>> Begin Entries supplied

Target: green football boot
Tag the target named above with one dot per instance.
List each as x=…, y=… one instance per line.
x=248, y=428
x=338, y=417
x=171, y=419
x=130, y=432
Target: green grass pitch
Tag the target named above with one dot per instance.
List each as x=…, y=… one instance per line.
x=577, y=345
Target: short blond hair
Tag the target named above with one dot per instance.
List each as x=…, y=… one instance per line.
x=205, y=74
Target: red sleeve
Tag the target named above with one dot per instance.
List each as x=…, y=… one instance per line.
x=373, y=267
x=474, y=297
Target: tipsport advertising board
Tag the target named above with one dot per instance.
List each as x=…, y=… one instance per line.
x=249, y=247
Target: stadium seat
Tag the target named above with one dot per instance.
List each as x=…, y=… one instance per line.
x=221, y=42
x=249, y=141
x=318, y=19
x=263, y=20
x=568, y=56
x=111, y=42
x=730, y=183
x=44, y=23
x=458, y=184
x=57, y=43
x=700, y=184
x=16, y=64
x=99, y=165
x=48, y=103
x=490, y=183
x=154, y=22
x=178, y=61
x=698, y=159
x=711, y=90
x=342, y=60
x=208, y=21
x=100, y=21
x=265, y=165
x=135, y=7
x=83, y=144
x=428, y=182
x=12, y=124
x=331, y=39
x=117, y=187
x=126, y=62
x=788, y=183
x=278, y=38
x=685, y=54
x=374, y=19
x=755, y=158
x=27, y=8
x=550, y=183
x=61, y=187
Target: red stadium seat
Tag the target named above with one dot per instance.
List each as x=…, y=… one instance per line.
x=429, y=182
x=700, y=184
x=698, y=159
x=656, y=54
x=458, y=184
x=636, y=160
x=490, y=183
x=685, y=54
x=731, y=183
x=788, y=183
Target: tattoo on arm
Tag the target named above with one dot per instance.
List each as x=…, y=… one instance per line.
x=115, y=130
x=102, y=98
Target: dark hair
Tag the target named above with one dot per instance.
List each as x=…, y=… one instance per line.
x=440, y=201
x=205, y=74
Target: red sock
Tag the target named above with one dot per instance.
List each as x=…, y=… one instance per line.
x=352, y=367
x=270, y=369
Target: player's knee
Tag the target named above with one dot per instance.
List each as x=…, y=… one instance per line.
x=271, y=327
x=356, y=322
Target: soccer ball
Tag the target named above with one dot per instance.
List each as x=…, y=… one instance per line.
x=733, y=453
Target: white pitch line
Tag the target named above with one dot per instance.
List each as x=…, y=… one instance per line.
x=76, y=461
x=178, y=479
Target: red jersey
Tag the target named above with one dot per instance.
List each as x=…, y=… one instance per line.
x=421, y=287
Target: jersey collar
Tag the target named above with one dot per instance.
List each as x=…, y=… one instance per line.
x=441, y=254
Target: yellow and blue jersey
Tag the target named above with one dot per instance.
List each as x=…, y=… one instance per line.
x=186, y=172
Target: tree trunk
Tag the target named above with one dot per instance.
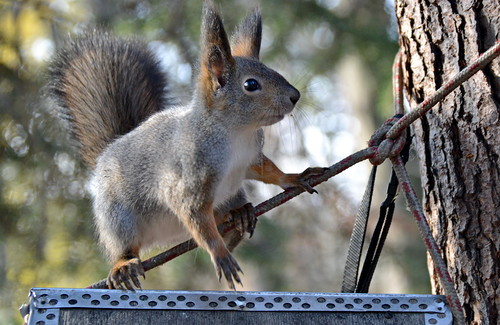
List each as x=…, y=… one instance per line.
x=458, y=142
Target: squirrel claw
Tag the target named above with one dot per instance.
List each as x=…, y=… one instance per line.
x=228, y=266
x=244, y=219
x=125, y=275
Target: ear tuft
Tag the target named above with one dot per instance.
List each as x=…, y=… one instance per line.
x=216, y=59
x=248, y=36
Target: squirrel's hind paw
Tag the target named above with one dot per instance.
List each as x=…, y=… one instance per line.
x=244, y=219
x=125, y=274
x=228, y=266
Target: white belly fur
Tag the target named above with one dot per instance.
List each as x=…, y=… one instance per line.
x=243, y=152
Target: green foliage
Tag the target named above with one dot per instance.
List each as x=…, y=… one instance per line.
x=46, y=232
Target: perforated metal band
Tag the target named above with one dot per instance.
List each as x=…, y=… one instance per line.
x=46, y=303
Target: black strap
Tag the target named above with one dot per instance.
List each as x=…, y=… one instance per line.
x=382, y=228
x=358, y=237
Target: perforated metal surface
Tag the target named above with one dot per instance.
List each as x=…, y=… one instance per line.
x=46, y=303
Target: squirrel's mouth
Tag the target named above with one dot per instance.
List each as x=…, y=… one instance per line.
x=272, y=119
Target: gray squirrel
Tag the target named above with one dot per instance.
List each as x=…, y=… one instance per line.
x=163, y=173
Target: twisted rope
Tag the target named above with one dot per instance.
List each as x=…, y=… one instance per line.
x=386, y=142
x=429, y=241
x=444, y=90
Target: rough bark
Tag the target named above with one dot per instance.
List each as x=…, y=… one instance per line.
x=458, y=142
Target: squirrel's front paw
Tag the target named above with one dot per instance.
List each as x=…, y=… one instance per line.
x=244, y=219
x=228, y=266
x=301, y=180
x=125, y=274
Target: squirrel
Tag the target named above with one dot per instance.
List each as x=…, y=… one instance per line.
x=163, y=173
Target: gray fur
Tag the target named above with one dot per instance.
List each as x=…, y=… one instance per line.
x=154, y=183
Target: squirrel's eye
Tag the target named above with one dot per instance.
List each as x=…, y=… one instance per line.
x=251, y=85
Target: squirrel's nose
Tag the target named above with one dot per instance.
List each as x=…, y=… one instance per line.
x=294, y=98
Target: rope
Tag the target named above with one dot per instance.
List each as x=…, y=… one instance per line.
x=387, y=142
x=358, y=237
x=260, y=209
x=430, y=243
x=444, y=90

>> End Entries supplied

_Job_. Edit the entire listing above so that each "Tag" becomes "Mark", with all other text left unchanged. Do not include the pictures in your answer.

_Solution_.
Target: green football boot
Mark the target named above with one dot per instance.
List each as x=…, y=… one instance per line.
x=248, y=428
x=338, y=417
x=171, y=419
x=130, y=432
Target: green grass pitch
Mark the target named above with one dot per instance.
List each as x=…, y=… one instance per line.
x=577, y=345
Target: short blond hair
Mark the target named above with one dot per instance.
List each as x=…, y=… one instance per line.
x=205, y=74
Target: red sleeve
Mark the target named above with one dot per instance.
List each as x=…, y=… one instance per line.
x=373, y=267
x=474, y=297
Target: tipsport advertising board
Mark the target named above with one dot per instance.
List each as x=…, y=… one instance per line.
x=249, y=247
Target: stadium seat
Mark the target named above with one dot per instance.
List each as x=…, y=… one instance per line.
x=221, y=42
x=249, y=141
x=318, y=19
x=263, y=20
x=568, y=56
x=111, y=42
x=730, y=183
x=44, y=23
x=458, y=184
x=57, y=43
x=700, y=184
x=16, y=64
x=99, y=165
x=48, y=103
x=490, y=183
x=154, y=22
x=178, y=61
x=698, y=159
x=711, y=90
x=342, y=60
x=208, y=21
x=100, y=21
x=265, y=165
x=135, y=7
x=83, y=144
x=428, y=182
x=12, y=124
x=331, y=39
x=117, y=187
x=126, y=62
x=788, y=183
x=278, y=38
x=685, y=54
x=374, y=19
x=755, y=158
x=27, y=8
x=550, y=183
x=61, y=187
Target: red stadium seat
Mark the target named above with one dot per instance.
List each as x=…, y=… one instance per line.
x=429, y=182
x=700, y=184
x=698, y=159
x=656, y=54
x=458, y=184
x=636, y=160
x=490, y=183
x=685, y=54
x=731, y=183
x=788, y=183
Target: tattoo on arm
Mark the target named above with one dot per instance.
List each as x=…, y=… one instance per line.
x=115, y=130
x=102, y=98
Target: dark hair
Mark the target named above with one dot per instance.
List each as x=…, y=… one instance per line.
x=440, y=201
x=205, y=74
Target: red sock
Mark the target named above with one dot per instance.
List each as x=…, y=… one instance per line.
x=352, y=367
x=270, y=369
Target: player's knee
Mark the target named above with one dot per instance.
List each as x=…, y=… one instance per line.
x=271, y=327
x=356, y=322
Target: soccer ball
Mark the target named above with one dot per instance.
List each as x=…, y=… one instance per line.
x=733, y=453
Target: white pitch line
Mark the target named above with one dot per instance.
List each as x=…, y=… one instance per line.
x=76, y=461
x=178, y=479
Target: red jersey
Mark the target named above with one dot per instance.
List each as x=…, y=… one instance per line.
x=421, y=287
Target: jersey collar
Mark the target named above with one dot per instance.
List each as x=…, y=… one instance per line.
x=441, y=254
Target: yellow and blue jersey
Mark the target named above with one dot per instance.
List each as x=…, y=… one instance per line.
x=186, y=172
Target: tree trunk
Mark the target named above with one dot per instance.
List each as x=…, y=… one instance per line.
x=458, y=142
Target: squirrel claw
Mark the target named above with one dot per instance.
List each as x=…, y=… one instance per line.
x=228, y=266
x=244, y=219
x=125, y=275
Target: ear tuft
Mark the target named above with one dot per instance.
List each as x=…, y=… one instance per line.
x=216, y=59
x=248, y=36
Target: squirrel's hind paw
Mark the target named above with one dot per instance.
List each as x=…, y=… one instance per line.
x=244, y=219
x=125, y=274
x=228, y=266
Target: white belly fur
Mark the target named above with one dot per instance.
List each as x=…, y=… one instance per line.
x=243, y=152
Target: green foliage
Mark the target named above with one dot per instance.
List each as x=…, y=… one instance per line.
x=46, y=232
Target: perforated metal band
Mark the target named above with one dot per instance.
List each as x=…, y=… one instance per line.
x=46, y=303
Target: black strap
Mark the target named above with one dot per instance.
List each as x=…, y=… one instance per line.
x=382, y=228
x=358, y=237
Target: perforated metal surface
Mark the target named above with one dot per instance.
List each as x=…, y=… one instance per line.
x=46, y=303
Target: squirrel's mouth
Mark the target named above with one dot per instance.
List each as x=…, y=… one instance per line.
x=272, y=119
Target: gray squirrel
Mark the target named above with one dot per instance.
List each as x=…, y=… one instance per line.
x=163, y=173
Target: twisted rope
Mark the target named above with one dot per instance.
List each as x=…, y=… one instance per line.
x=386, y=142
x=429, y=241
x=444, y=90
Target: rough bark
Mark the target named above with one dot per instance.
List each as x=…, y=… one instance per line.
x=458, y=142
Target: squirrel's front paw
Mark the target named above with one dot per instance.
List each as x=…, y=… one instance per line.
x=244, y=219
x=228, y=266
x=301, y=180
x=125, y=274
Target: squirrel
Mark the target named above with one dot per instance.
List each as x=…, y=… one instance per line.
x=163, y=173
Target: gray fur
Mark the target named above with one dot per instance.
List each as x=…, y=… one instance per line.
x=154, y=183
Target: squirrel's eye
Mark the target named above with one dot per instance.
List each as x=…, y=… one instance per line.
x=251, y=85
Target: squirrel's nose
Mark the target named above with one dot per instance.
List each as x=…, y=… one instance per line.
x=294, y=98
Target: rope
Mark the target named above with one dot per instance.
List each as x=…, y=… one instance per line.
x=387, y=142
x=358, y=237
x=260, y=209
x=430, y=243
x=444, y=90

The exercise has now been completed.